## TASK GOAL
Please repeat all of the records, keeping every word unchanged.

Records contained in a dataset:
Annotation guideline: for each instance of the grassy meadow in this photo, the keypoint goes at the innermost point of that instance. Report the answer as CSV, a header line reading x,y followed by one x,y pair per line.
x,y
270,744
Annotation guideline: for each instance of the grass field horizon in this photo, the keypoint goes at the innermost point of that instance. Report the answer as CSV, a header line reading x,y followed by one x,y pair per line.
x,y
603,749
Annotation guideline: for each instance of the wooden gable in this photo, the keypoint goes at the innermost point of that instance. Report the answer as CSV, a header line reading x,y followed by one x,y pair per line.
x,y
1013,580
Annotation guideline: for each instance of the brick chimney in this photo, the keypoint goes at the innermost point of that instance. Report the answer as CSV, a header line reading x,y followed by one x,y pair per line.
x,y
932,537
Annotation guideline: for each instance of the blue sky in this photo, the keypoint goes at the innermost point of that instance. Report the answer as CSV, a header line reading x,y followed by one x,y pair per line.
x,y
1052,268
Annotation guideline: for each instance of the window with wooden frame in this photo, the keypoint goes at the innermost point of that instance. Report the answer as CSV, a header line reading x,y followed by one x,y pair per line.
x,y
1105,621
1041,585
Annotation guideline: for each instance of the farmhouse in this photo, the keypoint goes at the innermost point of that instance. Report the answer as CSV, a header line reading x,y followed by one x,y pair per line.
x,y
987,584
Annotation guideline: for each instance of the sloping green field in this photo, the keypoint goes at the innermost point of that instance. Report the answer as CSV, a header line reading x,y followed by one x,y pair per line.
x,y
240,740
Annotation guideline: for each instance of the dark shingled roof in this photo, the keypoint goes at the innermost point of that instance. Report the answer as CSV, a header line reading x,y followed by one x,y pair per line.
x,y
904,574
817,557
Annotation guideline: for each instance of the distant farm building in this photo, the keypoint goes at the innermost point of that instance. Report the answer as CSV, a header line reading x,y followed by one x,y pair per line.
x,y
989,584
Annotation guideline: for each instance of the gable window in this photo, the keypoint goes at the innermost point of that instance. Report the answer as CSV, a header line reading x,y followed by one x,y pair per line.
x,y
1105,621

## ANSWER SPACE
Annotation guideline: for each instance of the grassy meadow in this photo, the keypoint goes at the innermost point of that instance. Report the answer as CSV, a header line reading x,y followed by one x,y pair per line.
x,y
270,744
Annotation guideline: for each instance of the grass field horizon in this photo, the keypoint goes at the innermost point of that instance. Report the answer as CSV, a header line reading x,y followed by one x,y pair per line.
x,y
603,749
Annotation guideline: for each instance of the wooden gable in this photo, the keypoint goes at the innermost point of that instance. Report the answer as CSV, a header line reading x,y followed by one x,y pair per line.
x,y
1013,580
Annotation guideline: for each instance of the brick chimney in this photo, the keypoint goes at the innermost point of that instance. Report the answer as CSV, a header line reading x,y followed by one x,y pair per line.
x,y
932,537
Annotation guideline: for each instance of the blue sky in this photo, the keypoint goes at the innermost point of that instance. Report the answer as CSV, a header line reading x,y followed by one x,y pair per line.
x,y
1052,268
Annotation guideline: for each instance of the window with wooden frame in this photo, the keypoint goes at the innermost point of that instance. Report the answer as CSV, a header line reading x,y followed by one x,y pair per line.
x,y
1105,621
1041,585
Annotation guideline: for each instance of the farmhouse in this photo, the keypoint goes at the innermost point of that instance. Report the answer as CSV, a header line reading x,y followed by one x,y pair per line.
x,y
987,584
Annotation guideline: for each instance of the sloping green field in this photo, the keypoint goes at the innermost point of that instance. Report the answer as CSV, a header line reading x,y followed by one x,y pair per line.
x,y
240,740
Annotation guideline: for each instance of the dark shingled roof in this photo, the keypoint goes at the innermost point of that instance. Report the answer as CSV, a header line reading x,y followed by one x,y pair per line.
x,y
904,574
817,557
Annotation guideline: for each instance of the distant farm building in this photo, the keypoint goes at the innermost point of that instance. Report the answer as CSV, a header line reading x,y followed by one x,y pair per line.
x,y
989,584
Annotation guideline: for each instance of the gable window in this photo, the keypoint goes at the innermost point of that instance. Report the answer as CSV, a header line reading x,y followed by one x,y pair per line.
x,y
1105,621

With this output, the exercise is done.